Задание — Перепишите полностью и без единого изменения фрагмент текста о Пригове и художественном номинализме.

Пригов. Очерки художественного номинализма - Михаил Ямпольский 18 стр.


8

Каков смысл поглощения голосов, хотя бы условно связанных с субъективностью некоего сознания, странным акустическим объектом, возникающим в результате коллажного встраивания одного голоса в другой? Что означает переход от эйхенбаумовской душевной к духовной, то есть формальной эмоции?

Прежде всего, на мой взгляд, речь идет о трансформации субъекта стиха – автора, говорящего голоса – в объект – чисто фоническую форму, которую можно постичь, только созерцая извне, как звуковую "вещь", как объект. В этой трансформации как раз и происходит исчезновение искренности. Искренность связана с субъективностью, но, разумеется, никак не связана с формой, в которую преобразуется в такой операции эмоция.

(Записи о поиске названных объектов)

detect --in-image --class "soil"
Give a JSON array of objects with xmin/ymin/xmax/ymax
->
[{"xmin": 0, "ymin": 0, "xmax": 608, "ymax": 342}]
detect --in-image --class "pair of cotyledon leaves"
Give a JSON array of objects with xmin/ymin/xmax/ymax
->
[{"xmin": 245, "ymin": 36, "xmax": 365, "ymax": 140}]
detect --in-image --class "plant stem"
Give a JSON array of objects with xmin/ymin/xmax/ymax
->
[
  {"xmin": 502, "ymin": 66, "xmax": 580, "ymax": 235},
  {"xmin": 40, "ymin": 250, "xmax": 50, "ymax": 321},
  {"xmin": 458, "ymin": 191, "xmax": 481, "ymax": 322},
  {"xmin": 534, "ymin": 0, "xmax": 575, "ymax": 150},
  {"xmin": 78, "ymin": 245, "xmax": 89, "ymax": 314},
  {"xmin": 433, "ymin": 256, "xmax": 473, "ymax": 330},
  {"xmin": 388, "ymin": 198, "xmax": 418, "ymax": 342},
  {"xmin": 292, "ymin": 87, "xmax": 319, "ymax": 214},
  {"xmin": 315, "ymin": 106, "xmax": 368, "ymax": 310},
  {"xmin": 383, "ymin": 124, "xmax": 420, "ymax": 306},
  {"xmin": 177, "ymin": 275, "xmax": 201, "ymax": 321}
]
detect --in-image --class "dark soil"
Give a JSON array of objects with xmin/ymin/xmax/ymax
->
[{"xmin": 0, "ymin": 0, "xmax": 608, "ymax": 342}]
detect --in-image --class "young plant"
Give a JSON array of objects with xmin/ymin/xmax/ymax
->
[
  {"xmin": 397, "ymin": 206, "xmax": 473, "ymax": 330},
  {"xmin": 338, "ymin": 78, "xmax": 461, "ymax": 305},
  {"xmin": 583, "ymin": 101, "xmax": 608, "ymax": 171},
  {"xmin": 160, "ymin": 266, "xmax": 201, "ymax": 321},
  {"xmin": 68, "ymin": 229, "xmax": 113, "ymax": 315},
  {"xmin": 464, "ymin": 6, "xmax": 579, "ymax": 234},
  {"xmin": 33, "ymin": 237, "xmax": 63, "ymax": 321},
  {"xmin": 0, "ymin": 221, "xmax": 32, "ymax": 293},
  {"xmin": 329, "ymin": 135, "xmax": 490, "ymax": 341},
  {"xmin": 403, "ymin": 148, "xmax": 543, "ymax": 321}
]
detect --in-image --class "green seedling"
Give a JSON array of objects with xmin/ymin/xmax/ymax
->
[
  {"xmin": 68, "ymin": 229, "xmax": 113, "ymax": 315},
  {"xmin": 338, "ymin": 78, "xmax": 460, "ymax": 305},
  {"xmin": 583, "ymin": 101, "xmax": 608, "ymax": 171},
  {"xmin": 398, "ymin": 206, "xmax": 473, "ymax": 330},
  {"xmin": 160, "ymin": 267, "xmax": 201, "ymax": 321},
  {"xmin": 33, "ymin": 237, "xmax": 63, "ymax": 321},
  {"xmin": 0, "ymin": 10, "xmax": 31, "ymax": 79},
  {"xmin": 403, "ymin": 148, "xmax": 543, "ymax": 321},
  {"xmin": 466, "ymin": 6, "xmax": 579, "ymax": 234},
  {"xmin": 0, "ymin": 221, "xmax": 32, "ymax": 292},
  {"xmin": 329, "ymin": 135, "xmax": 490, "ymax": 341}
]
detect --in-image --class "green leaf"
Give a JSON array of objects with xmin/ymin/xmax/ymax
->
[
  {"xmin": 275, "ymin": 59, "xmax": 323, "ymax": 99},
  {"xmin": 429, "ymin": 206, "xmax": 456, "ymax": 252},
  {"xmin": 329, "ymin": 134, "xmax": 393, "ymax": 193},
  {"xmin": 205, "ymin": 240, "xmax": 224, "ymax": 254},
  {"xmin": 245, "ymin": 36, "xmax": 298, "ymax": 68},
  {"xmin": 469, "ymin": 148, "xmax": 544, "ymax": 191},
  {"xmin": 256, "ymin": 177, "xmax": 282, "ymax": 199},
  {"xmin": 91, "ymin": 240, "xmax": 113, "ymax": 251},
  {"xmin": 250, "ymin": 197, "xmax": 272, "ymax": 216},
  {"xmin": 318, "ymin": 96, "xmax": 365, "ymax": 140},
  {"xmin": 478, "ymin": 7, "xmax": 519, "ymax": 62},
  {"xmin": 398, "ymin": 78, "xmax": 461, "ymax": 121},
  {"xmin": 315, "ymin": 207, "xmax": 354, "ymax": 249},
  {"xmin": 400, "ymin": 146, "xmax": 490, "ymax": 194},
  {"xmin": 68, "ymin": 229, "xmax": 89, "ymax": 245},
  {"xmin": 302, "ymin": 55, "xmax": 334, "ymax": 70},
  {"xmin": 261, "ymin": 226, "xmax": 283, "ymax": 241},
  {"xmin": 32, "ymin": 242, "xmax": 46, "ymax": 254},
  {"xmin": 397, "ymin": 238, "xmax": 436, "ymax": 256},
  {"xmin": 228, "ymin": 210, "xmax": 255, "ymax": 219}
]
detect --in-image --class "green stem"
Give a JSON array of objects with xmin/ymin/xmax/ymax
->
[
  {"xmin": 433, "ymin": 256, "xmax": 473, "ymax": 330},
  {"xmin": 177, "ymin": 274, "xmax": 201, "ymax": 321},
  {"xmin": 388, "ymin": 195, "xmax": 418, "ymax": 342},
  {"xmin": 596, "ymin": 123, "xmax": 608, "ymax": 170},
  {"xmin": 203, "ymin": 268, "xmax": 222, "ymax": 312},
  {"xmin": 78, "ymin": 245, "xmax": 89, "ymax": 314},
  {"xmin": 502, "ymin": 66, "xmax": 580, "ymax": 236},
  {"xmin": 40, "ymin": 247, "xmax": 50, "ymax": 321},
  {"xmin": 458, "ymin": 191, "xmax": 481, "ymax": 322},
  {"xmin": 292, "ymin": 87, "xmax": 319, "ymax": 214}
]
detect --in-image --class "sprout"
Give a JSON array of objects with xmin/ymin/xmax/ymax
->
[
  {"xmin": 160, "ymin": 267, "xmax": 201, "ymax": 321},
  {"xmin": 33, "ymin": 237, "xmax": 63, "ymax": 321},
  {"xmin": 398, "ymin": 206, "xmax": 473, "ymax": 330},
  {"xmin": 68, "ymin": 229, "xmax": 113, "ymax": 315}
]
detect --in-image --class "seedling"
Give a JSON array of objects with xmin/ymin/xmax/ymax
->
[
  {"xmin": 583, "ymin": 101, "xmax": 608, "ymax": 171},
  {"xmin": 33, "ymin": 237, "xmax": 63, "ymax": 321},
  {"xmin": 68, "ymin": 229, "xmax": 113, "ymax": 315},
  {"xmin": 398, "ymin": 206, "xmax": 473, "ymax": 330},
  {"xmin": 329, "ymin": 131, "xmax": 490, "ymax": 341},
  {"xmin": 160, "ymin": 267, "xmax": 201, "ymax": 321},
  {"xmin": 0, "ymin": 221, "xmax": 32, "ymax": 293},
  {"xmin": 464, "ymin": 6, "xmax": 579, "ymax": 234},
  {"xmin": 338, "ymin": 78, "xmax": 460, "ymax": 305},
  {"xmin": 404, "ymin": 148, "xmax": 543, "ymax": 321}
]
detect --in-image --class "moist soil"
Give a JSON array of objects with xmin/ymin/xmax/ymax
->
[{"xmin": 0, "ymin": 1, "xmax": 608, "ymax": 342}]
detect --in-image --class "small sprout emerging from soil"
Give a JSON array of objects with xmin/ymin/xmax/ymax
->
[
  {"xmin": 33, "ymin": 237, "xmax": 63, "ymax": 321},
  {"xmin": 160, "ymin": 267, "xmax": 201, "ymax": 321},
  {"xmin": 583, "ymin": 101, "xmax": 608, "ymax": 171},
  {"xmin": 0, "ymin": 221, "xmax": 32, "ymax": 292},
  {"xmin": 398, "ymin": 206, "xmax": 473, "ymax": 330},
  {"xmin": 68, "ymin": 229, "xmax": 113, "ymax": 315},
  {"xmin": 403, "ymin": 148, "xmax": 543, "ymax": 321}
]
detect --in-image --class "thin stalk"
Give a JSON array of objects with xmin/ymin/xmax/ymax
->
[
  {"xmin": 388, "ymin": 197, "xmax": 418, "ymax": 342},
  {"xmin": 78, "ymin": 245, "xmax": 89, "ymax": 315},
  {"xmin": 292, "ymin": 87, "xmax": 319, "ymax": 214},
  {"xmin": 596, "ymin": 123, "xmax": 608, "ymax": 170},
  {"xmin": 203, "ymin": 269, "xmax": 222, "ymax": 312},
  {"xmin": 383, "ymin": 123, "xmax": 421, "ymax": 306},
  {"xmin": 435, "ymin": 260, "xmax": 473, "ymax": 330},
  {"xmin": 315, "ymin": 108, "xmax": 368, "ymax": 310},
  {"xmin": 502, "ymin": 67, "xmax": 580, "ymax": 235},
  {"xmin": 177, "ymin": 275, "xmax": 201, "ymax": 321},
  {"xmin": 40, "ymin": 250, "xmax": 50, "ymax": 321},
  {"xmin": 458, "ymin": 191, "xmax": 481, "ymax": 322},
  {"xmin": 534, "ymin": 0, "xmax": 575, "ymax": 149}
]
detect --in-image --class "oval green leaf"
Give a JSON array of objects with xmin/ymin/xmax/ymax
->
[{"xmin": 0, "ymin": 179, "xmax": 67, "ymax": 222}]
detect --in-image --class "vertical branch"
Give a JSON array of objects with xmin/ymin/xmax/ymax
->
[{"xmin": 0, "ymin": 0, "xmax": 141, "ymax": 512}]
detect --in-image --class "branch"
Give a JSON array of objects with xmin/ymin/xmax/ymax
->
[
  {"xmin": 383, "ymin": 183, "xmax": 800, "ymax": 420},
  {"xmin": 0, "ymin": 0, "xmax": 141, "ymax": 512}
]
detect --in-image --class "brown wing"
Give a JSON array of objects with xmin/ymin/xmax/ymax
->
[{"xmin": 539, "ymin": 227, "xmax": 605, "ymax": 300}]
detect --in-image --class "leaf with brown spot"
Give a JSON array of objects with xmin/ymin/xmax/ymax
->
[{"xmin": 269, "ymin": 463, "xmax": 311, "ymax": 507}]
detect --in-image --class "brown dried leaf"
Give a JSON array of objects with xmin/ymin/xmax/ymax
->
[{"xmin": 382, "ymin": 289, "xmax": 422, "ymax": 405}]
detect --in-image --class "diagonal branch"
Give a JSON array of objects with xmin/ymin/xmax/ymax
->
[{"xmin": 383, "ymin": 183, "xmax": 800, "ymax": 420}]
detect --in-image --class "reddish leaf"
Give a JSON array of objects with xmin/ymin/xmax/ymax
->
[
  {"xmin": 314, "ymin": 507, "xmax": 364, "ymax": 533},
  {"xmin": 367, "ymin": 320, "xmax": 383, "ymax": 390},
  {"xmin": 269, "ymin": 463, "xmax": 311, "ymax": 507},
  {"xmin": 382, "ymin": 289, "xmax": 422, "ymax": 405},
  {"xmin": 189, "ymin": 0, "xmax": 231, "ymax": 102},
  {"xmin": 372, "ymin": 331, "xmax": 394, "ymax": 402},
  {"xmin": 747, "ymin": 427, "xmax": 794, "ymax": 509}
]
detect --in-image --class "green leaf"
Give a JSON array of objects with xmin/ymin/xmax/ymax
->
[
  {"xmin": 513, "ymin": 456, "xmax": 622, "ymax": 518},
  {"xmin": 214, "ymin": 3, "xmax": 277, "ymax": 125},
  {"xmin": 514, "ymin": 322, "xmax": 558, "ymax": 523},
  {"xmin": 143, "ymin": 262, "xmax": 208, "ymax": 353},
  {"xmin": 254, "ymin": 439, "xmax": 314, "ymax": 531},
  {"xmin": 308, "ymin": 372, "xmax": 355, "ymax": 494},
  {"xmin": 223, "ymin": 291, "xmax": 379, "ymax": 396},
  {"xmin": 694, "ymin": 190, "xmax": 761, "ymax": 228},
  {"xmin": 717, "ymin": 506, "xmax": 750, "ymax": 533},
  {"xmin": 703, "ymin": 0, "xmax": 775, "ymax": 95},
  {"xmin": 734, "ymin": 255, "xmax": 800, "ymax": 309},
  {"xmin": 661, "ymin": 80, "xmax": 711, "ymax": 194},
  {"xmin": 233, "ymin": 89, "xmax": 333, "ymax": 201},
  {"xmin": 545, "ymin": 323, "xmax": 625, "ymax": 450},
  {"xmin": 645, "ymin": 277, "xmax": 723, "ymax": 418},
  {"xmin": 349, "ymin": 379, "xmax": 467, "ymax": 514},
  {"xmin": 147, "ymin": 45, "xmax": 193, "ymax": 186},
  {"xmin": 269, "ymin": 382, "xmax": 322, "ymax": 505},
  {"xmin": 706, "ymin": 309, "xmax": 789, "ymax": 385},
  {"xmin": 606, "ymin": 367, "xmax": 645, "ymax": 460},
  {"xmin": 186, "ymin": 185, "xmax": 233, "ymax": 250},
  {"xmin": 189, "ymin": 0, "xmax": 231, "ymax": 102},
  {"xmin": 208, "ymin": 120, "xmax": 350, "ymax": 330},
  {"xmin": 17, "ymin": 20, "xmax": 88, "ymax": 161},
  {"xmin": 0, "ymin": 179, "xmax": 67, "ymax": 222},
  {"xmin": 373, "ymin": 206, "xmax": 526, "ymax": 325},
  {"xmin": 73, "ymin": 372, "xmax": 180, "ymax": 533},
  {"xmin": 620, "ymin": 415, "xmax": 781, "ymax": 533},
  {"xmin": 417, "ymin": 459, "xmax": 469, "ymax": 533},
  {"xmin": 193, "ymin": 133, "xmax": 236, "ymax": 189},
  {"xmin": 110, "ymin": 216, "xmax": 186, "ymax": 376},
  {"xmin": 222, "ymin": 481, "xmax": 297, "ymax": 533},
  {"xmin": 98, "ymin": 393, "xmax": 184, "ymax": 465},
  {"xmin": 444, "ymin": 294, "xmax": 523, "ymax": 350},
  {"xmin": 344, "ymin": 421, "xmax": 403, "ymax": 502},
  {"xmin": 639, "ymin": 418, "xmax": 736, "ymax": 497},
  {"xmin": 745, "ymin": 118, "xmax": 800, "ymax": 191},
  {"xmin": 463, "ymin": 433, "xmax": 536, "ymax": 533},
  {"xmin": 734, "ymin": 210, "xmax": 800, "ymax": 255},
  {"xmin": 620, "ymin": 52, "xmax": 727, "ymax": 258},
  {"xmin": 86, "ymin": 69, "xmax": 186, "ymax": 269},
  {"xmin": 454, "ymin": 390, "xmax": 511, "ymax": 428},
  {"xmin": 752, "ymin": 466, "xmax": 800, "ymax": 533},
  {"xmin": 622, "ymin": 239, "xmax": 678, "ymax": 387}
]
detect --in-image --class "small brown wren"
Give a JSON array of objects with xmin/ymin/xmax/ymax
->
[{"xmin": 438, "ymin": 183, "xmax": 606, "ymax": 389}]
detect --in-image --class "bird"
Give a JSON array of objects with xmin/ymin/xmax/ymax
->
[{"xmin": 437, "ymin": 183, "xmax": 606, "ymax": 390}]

Результат —
Пригов. Очерки художественного номинализма - Михаил Ямпольский 18 стр.


8

Каков смысл поглощения голосов, хотя бы условно связанных с субъективностью некоего сознания, странным акустическим объектом, возникающим в результате коллажного встраивания одного голоса в другой? Что означает переход от эйхенбаумовской душевной к духовной, то есть формальной эмоции?

Прежде всего, на мой взгляд, речь идет о трансформации субъекта стиха – автора, говорящего голоса – в объект – чисто фоническую форму, которую можно постичь, только созерцая извне, как звуковую "вещь", как объект. В этой трансформации как раз и происходит исчезновение искренности. Искренность связана с субъективностью, но, разумеется, никак не связана с формой, в которую преобразуется в такой операции эмоция.